▶ _Given instruction_
In the records below, locate the line containing "Indicate the bride's ear"; output that line and every following line through the last, exactly.

╭──

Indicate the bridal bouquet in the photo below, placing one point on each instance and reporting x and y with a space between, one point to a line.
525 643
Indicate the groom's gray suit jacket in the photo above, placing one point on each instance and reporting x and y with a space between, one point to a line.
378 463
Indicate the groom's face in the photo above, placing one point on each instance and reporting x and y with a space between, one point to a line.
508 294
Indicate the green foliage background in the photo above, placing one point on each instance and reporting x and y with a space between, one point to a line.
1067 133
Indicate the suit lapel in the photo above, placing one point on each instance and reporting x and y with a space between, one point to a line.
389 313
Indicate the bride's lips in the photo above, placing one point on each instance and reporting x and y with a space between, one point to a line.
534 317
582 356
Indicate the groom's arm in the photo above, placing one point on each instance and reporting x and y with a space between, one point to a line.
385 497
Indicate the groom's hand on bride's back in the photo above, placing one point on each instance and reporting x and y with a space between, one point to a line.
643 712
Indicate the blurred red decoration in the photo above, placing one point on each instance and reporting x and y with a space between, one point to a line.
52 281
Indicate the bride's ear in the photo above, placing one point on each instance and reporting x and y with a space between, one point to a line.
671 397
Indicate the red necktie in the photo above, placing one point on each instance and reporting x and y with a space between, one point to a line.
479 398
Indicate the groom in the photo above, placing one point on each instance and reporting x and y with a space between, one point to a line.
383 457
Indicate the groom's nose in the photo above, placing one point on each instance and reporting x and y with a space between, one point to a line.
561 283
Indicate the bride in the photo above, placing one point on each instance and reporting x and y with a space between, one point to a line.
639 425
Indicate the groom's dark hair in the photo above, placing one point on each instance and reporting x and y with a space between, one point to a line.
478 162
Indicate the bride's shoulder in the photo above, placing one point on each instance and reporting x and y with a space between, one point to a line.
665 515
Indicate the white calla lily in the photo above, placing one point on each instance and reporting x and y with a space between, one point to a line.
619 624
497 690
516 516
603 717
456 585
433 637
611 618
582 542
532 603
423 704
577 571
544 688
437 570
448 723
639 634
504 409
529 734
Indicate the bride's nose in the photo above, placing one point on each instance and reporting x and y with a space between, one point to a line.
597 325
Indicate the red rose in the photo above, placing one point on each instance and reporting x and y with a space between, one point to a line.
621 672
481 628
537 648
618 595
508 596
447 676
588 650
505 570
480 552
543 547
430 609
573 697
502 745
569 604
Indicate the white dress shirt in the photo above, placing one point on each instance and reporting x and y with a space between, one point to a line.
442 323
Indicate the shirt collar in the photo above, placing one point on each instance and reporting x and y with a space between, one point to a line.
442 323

╰──

▶ _Reply_
Indicate the bride's ear in the photo above, placing one point on each instance and reporting x and y with a space between, one point to a line.
671 397
Indicate the red necktie in the photo above, placing one point on each instance and reporting x and y with a space between, one point to a line.
479 398
Indicate the groom in the photo above, placing one point on each instance and reporting x and y with a space between, one point to a line.
383 457
Indicate the groom's nose in the photo above, placing one point on each instance and reporting x and y with a space between, one point to a line.
561 283
Indicate the bride in the photo above, placing one point on each instance and reporting x and y with a space between, one point to a line.
639 425
Indicate the groom's dark hair in the photo above, placing one point on each instance and reporting x and y with a space between, one point to a line.
478 162
Indicate the bride's shoulder in the photo above, placing one point on each instance and reporting x and y with a space between, one point to a line.
665 515
Indicate the white calla lily in the photo above, placing one point on each instance and reporting x and y with a space between, one point to a line.
619 624
497 690
516 516
603 717
456 585
433 637
611 618
582 542
532 603
423 704
577 571
544 688
437 570
448 723
639 634
504 409
529 734
Indicate the bride's nose in the photo above, placing one point on each instance and reporting x and y with a space between, one point to a line.
597 325
Indicate the red rose in the photo above, placing one point on each instance and reporting x and y with a space between, one point to a line.
621 672
481 628
537 648
618 595
508 596
447 676
588 650
505 570
480 552
543 547
430 609
573 697
502 745
569 604
Indicate the white dress shirt in the photo above, placing one point on each instance and reporting x and y with a space between, one point to a line.
442 323
Indicate the shirt collar in the photo above, placing one point on each instance and reporting x and y with a space between, one point to a line.
442 323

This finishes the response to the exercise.